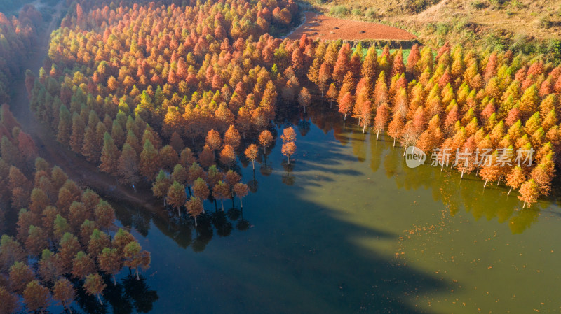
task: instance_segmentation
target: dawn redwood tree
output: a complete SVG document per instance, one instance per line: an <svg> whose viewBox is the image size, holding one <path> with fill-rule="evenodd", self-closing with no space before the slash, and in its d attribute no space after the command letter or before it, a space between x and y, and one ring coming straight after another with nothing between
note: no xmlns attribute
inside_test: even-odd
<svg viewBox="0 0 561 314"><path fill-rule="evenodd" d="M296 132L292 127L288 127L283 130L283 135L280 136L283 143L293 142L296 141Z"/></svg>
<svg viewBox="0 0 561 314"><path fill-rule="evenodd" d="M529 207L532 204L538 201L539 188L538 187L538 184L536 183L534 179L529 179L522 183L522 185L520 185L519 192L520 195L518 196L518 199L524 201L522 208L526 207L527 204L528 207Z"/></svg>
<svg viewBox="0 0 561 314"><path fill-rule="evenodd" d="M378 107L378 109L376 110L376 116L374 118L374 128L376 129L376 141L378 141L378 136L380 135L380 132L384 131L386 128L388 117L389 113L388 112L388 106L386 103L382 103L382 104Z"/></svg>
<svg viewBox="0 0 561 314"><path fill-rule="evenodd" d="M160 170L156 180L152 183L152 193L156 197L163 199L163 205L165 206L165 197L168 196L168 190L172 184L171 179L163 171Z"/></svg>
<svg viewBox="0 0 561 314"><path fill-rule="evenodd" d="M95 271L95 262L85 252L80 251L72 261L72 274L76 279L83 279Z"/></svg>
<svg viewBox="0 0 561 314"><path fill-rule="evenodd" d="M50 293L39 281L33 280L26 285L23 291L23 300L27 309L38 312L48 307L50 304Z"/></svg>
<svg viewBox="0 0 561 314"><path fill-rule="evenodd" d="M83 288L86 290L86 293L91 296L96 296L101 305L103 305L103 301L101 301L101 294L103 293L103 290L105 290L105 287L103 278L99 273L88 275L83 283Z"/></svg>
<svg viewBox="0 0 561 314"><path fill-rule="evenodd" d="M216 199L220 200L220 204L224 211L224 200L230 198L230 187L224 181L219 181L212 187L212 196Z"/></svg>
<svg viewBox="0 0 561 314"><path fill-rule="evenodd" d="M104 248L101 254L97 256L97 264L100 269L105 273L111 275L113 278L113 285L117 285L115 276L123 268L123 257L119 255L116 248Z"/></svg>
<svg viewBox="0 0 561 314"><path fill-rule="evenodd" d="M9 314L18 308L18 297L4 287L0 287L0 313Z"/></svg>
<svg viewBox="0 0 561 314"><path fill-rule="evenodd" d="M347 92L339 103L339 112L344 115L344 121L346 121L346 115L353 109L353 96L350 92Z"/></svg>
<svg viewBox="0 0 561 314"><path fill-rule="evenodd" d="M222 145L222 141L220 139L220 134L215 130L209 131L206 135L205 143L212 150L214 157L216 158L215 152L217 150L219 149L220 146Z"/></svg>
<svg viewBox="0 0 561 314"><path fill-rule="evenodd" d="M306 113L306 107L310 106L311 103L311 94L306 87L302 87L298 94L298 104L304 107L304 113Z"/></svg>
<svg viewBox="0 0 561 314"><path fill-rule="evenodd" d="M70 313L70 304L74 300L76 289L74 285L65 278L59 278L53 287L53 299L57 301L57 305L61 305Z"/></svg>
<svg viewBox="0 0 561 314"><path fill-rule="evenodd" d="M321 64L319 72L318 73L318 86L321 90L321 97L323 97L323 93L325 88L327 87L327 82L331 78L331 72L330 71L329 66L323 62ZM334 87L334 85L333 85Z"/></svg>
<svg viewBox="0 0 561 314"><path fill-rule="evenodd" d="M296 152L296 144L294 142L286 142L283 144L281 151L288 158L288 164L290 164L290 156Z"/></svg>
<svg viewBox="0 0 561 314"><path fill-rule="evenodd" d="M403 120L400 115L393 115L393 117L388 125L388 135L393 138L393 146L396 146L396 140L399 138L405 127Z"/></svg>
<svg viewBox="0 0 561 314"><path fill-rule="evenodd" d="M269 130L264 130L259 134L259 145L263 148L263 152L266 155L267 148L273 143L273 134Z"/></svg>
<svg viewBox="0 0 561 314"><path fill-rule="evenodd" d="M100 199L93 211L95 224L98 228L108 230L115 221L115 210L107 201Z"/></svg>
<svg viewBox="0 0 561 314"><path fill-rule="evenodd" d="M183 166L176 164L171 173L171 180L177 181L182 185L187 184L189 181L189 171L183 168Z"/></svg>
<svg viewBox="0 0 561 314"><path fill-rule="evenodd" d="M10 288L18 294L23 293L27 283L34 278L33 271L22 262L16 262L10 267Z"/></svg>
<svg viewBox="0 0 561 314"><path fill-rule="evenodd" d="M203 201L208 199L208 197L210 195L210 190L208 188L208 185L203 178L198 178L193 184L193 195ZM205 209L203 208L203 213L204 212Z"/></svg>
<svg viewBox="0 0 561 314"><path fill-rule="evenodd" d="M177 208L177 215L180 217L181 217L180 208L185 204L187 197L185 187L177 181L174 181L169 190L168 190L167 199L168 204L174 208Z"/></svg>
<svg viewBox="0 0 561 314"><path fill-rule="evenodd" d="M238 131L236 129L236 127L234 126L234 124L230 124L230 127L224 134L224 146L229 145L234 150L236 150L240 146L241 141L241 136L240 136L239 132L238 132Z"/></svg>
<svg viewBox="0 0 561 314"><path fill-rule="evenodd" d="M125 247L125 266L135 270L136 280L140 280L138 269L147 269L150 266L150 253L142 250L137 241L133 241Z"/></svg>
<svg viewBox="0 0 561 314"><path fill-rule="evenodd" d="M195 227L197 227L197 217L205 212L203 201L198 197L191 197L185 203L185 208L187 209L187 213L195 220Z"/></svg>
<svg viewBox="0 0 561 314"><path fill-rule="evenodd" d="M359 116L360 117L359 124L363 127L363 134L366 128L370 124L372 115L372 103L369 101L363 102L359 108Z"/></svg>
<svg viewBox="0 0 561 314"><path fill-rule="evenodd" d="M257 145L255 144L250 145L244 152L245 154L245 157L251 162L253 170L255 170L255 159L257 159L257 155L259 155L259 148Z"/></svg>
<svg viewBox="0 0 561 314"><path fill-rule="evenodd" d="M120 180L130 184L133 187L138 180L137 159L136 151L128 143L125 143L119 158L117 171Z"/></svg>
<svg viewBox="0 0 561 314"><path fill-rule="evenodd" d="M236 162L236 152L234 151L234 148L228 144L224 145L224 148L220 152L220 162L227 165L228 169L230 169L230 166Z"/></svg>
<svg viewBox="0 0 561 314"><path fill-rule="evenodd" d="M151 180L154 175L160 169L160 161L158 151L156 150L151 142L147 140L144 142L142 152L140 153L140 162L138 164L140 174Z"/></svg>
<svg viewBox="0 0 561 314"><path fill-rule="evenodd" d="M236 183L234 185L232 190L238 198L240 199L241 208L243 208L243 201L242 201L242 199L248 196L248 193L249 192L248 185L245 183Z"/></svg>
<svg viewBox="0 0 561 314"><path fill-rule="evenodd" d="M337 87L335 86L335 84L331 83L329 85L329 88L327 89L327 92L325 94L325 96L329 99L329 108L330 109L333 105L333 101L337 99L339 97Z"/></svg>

-=-=-

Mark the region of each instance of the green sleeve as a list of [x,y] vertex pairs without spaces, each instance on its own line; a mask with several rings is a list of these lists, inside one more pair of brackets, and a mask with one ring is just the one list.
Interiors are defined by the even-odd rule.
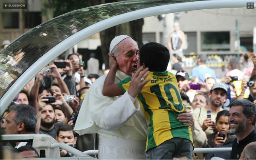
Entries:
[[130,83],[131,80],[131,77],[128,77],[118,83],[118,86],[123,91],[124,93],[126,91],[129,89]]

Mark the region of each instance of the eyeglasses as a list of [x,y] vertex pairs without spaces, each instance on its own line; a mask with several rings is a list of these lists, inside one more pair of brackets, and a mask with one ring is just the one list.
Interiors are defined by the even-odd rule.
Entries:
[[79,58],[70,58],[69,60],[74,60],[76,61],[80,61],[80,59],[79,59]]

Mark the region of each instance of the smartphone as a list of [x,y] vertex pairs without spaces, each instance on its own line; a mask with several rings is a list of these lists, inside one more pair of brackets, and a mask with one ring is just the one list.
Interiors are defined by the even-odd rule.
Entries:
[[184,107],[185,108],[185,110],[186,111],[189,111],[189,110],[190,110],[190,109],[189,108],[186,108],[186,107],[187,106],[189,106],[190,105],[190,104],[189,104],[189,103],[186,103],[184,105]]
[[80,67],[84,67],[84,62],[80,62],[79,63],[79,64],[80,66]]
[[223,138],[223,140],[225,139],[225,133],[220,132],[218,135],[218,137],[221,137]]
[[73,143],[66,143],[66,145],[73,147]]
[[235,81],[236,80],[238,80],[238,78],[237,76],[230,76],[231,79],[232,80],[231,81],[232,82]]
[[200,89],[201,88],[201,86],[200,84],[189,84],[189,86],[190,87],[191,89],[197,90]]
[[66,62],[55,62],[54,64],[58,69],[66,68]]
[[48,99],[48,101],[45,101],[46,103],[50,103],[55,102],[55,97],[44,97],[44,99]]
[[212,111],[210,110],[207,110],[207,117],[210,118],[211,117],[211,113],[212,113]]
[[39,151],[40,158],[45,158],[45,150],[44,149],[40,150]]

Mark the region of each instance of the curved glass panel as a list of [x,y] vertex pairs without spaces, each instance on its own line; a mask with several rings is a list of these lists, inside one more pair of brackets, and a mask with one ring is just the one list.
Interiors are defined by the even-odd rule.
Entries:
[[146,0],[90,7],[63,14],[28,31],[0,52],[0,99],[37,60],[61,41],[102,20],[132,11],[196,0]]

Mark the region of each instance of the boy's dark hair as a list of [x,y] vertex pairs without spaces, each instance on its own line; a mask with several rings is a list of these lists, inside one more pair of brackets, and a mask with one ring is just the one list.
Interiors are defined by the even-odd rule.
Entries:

-=-=-

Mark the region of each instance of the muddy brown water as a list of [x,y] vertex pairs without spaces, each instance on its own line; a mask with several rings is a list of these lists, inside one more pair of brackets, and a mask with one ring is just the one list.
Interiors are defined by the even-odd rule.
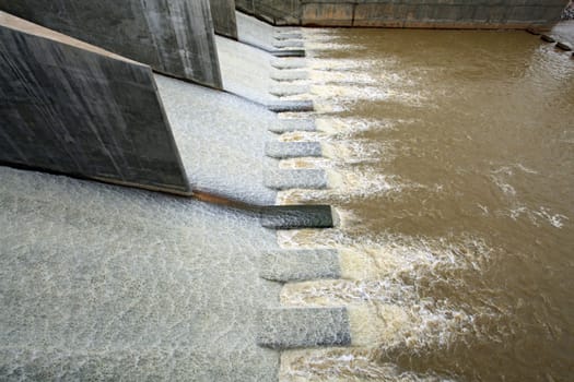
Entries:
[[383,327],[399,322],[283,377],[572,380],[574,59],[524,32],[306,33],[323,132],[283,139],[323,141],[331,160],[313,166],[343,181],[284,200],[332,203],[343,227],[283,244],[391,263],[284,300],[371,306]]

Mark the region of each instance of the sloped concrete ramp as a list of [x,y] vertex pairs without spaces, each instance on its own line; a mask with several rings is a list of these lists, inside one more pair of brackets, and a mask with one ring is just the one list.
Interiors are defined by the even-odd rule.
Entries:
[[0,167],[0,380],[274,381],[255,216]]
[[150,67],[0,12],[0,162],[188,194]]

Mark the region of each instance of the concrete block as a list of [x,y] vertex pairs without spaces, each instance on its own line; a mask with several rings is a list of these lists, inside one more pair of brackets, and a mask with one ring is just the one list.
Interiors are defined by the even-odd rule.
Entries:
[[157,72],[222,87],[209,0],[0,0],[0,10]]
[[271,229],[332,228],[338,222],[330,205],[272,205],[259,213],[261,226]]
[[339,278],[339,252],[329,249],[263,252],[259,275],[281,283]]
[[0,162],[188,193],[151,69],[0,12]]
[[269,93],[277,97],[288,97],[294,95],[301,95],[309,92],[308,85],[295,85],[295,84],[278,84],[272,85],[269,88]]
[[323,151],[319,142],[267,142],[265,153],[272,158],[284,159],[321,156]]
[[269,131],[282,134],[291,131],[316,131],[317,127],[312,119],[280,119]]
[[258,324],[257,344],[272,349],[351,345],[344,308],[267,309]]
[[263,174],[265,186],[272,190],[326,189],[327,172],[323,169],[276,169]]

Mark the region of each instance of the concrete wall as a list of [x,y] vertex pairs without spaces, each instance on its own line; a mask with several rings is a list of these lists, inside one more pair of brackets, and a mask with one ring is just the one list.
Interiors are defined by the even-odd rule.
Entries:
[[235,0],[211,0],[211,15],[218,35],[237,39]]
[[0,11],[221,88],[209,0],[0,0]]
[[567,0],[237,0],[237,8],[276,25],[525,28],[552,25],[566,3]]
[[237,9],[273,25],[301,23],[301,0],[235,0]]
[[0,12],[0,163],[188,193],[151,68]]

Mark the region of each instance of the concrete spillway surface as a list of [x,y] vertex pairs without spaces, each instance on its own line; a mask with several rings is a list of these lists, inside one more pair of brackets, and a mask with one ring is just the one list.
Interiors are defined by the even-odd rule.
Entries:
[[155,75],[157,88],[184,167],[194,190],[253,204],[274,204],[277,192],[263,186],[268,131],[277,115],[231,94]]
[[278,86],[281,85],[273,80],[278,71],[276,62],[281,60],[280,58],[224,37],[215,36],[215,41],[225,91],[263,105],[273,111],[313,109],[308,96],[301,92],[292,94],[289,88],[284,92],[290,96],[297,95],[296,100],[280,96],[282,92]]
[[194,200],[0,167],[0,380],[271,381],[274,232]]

-=-=-

Arrange everything from the line containing "Mark the region of each instance of the muddy" down to the line containing "[[150,67],[0,12],[0,162],[188,194]]" as a two-column CSV headed instruction and output. Give one row per marking instruction with its entries, put each field in quotes with its line breaks replaced by spaces, and leave the pictures out.

instruction,output
"Mark the region of each instance of the muddy brown water as a list of [x,y] vertex pairs without spaces, each instance on its own line; a mask with several rings is a list of these lists, inside one more pair of brackets, and a mask with one ring is just the one list. Interiors are defined by the even-odd rule. Entries:","[[383,327],[399,322],[283,377],[572,380],[574,59],[524,32],[306,33],[323,132],[283,139],[323,141],[331,160],[313,166],[343,181],[284,200],[332,203],[343,227],[283,244],[391,263],[284,300],[371,306]]"
"Mark the region of each instance of the sloped concrete ramp as a list of [x,y] vertex pairs without spaces, each instance on its own line; a mask with several rings is a list of these lists, inside one more pair of brackets, and a mask with one ring is just the one list. Interiors are defined by the even-odd rule. Entries:","[[0,167],[0,380],[274,381],[255,216]] [[150,67],[0,12],[0,162],[188,194]]"